- _EXERCISE INSTRUCTIONS_: Reproduce only the data starting with the line containing "task: segment the reddish bare shrub" and going on through the line containing "[[[0,164],[0,206],[309,206],[308,177],[306,163]]]", requests included, and scale every x and y vertex coordinate in the answer outlines by 2.2, rounding to whole numbers with halves going up. Leave the pictures out of your output.

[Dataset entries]
=======

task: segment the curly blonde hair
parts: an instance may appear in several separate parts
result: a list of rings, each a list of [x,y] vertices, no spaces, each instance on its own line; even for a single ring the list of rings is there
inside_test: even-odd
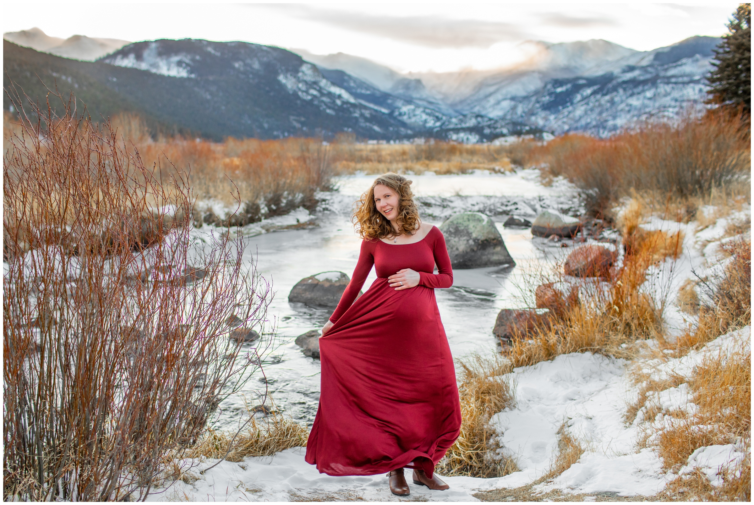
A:
[[[388,186],[398,194],[398,225],[399,234],[412,235],[421,224],[419,210],[414,202],[414,194],[411,191],[411,181],[394,172],[383,173],[375,179],[369,191],[361,195],[356,202],[356,211],[351,217],[351,222],[356,226],[356,232],[365,240],[377,238],[395,237],[393,226],[382,214],[377,210],[375,204],[375,186],[378,184]]]

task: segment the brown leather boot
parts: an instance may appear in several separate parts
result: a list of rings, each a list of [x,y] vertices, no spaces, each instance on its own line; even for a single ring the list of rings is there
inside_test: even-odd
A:
[[[433,473],[432,478],[430,479],[427,476],[427,474],[424,473],[423,470],[414,470],[414,484],[425,485],[434,491],[445,491],[446,489],[450,488],[449,485],[441,481],[437,477],[437,473]]]
[[[411,494],[409,484],[403,476],[403,469],[398,468],[389,472],[388,476],[390,478],[390,492],[397,496],[408,496]]]

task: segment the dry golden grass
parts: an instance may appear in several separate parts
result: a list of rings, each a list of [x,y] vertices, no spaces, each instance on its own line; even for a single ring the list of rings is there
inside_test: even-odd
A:
[[[723,246],[733,259],[723,277],[716,280],[713,305],[700,307],[699,321],[673,342],[663,347],[677,356],[696,349],[732,329],[751,324],[751,241],[733,240]],[[712,280],[713,282],[715,280]]]
[[[688,384],[696,412],[666,412],[661,406],[647,402],[647,391],[663,391]],[[636,404],[630,406],[627,420],[633,421],[644,409],[645,436],[640,445],[655,447],[667,470],[677,472],[696,449],[714,445],[743,444],[751,447],[751,354],[734,352],[708,356],[690,377],[671,376],[649,380],[639,392]],[[659,414],[673,419],[656,418]],[[694,470],[677,476],[665,493],[671,499],[704,501],[749,501],[751,462],[744,458],[734,468],[722,470],[723,484],[712,485],[707,476]]]
[[[694,286],[696,283],[691,279],[686,279],[683,284],[678,289],[678,295],[676,297],[676,304],[678,308],[686,314],[695,315],[699,314],[699,295],[697,294]]]
[[[539,479],[540,482],[553,479],[567,470],[574,463],[578,461],[578,458],[586,450],[584,442],[569,432],[566,423],[560,425],[556,433],[558,454],[550,464],[550,470]]]
[[[670,387],[676,387],[686,381],[685,378],[680,375],[671,375],[670,377],[662,380],[653,379],[646,374],[637,374],[635,377],[637,384],[640,384],[639,388],[639,396],[636,401],[628,405],[626,410],[625,419],[629,424],[633,423],[636,418],[639,411],[645,409],[644,419],[654,419],[660,413],[661,409],[657,406],[648,406],[648,396],[650,393],[658,393],[664,391]]]
[[[246,430],[237,434],[210,431],[184,457],[242,461],[247,456],[273,456],[293,447],[304,447],[309,436],[306,427],[279,414],[261,422],[252,418],[250,423]]]
[[[612,208],[636,190],[653,193],[658,204],[688,221],[713,188],[749,192],[751,148],[743,123],[718,112],[690,115],[676,126],[646,124],[609,139],[564,135],[529,149],[522,164],[568,178],[585,191],[596,217],[612,219]]]
[[[438,467],[443,475],[499,477],[518,470],[515,461],[497,454],[489,426],[492,416],[515,405],[513,385],[503,375],[512,369],[498,355],[474,355],[458,362],[461,368],[461,434]]]

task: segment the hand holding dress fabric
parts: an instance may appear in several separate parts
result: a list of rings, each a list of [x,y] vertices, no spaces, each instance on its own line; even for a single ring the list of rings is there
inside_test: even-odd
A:
[[[372,266],[377,279],[357,300]],[[391,287],[394,278],[404,285]],[[362,243],[333,326],[319,341],[320,405],[306,461],[320,473],[375,475],[406,467],[432,479],[461,428],[453,357],[434,294],[452,283],[437,227],[412,243]]]
[[[333,322],[332,321],[328,320],[326,323],[325,323],[325,326],[322,327],[322,334],[320,335],[320,338],[321,338],[322,337],[325,336],[325,333],[326,333],[328,331],[329,331],[329,329],[332,328],[332,327],[333,327]]]
[[[396,291],[400,291],[418,286],[421,276],[411,268],[403,268],[388,277],[388,280],[391,283],[390,287],[395,288]]]

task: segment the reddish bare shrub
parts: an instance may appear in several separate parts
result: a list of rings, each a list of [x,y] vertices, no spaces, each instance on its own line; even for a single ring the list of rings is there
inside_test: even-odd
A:
[[[72,102],[23,99],[4,158],[4,497],[143,498],[259,367],[265,343],[243,356],[225,321],[262,333],[269,286],[242,242],[192,242],[182,172],[163,179]]]

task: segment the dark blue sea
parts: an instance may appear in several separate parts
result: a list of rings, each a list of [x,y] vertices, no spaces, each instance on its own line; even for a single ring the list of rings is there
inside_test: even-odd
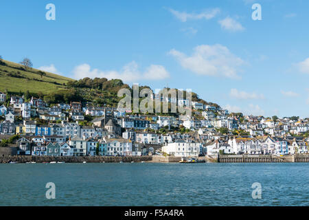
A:
[[[309,206],[308,180],[306,163],[0,164],[0,206]]]

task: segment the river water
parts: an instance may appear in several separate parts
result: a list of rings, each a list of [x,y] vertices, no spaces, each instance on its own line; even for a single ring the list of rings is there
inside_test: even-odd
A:
[[[0,164],[0,206],[309,206],[308,177],[306,163]]]

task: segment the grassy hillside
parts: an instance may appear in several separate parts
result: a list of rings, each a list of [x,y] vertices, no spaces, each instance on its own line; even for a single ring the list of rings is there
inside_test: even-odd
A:
[[[69,103],[70,101],[92,102],[95,105],[116,107],[121,99],[117,91],[122,88],[131,89],[119,79],[84,78],[74,80],[69,78],[27,68],[20,64],[0,60],[0,91],[21,96],[29,91],[30,96],[40,97],[48,104]],[[139,89],[148,86],[140,87]],[[28,97],[30,98],[30,97]],[[192,101],[218,107],[207,102],[192,93]]]
[[[30,93],[41,92],[47,94],[59,89],[65,88],[65,84],[72,80],[69,78],[45,72],[41,76],[38,69],[30,68],[25,72],[20,64],[2,60],[0,65],[0,91],[17,93],[21,91]]]

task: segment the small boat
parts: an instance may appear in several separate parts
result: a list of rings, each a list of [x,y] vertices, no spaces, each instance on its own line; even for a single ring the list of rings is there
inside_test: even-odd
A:
[[[183,164],[195,164],[195,163],[205,163],[205,161],[204,160],[197,160],[195,157],[187,158],[187,157],[181,157],[181,160],[179,163]]]

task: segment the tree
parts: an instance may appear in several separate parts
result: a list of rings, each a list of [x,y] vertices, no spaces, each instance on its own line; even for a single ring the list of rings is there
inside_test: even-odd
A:
[[[45,72],[43,72],[43,71],[41,71],[41,70],[39,72],[38,72],[38,74],[40,74],[41,78],[44,76],[46,76],[46,73]]]
[[[3,58],[1,55],[0,55],[0,65],[5,65],[5,63],[3,62]]]
[[[25,69],[25,71],[27,71],[27,68],[31,68],[33,66],[32,62],[30,60],[30,58],[24,58],[23,61],[20,63],[22,65],[23,65],[23,68]]]
[[[229,129],[227,128],[220,128],[219,132],[222,134],[227,134],[229,133]]]
[[[23,98],[25,98],[25,100],[27,100],[29,99],[30,99],[31,96],[30,96],[30,93],[29,92],[29,90],[27,90]]]
[[[272,118],[273,121],[275,122],[278,120],[278,117],[277,117],[277,116],[273,116]]]
[[[95,148],[95,154],[99,155],[99,143],[97,143],[97,147]]]

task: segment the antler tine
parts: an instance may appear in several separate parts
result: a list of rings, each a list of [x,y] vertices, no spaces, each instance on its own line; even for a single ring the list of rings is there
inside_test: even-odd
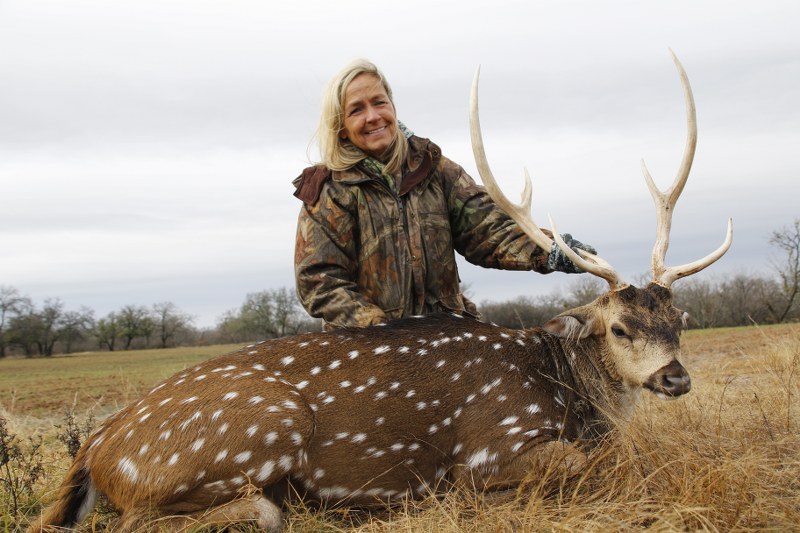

=======

- _TASK RESPONSE_:
task: segment the reddish bare shrub
parts: an instance may appear in several separate parts
result: a list of rings, each a list of [x,y] vertices, no spaces, each instance on its own line; even for a single ring the list of rings is there
inside_test: even-odd
A:
[[[158,224],[51,218],[9,348],[9,1093],[315,1096],[570,807],[583,755],[535,783],[495,706],[576,733],[592,629],[532,532],[422,532],[400,378],[359,394]]]

task: segment the dark blue sea
parts: an instance may appear in several separate parts
result: a list of rings, each a list of [x,y] vertices, no spaces, each instance on its own line; even for a single ring the list of rings is there
inside_test: even-odd
A:
[[[680,453],[678,396],[673,359],[0,361],[0,453]]]

task: segment the river water
parts: an instance may appear in several separate parts
result: a list of rings, each a list of [x,y] vertices, no spaces, each instance on its own line; even for a single ring the list of rings is there
inside_test: even-odd
A:
[[[0,361],[0,453],[680,453],[678,389],[673,359]]]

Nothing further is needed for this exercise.